## To do
Tally how many lines of the records below contain the string "integer". Reply with the number alone.

## Exercise data
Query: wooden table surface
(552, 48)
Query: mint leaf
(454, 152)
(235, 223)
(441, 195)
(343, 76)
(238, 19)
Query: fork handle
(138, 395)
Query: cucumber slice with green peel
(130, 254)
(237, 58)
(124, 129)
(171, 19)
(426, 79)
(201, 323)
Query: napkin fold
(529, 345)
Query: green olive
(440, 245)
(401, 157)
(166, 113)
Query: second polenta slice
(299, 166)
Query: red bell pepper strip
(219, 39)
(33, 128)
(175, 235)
---
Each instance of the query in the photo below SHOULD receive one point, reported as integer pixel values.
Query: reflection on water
---
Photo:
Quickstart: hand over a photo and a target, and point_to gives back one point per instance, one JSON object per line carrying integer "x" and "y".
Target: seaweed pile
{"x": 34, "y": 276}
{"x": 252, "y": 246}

## Response to this exercise
2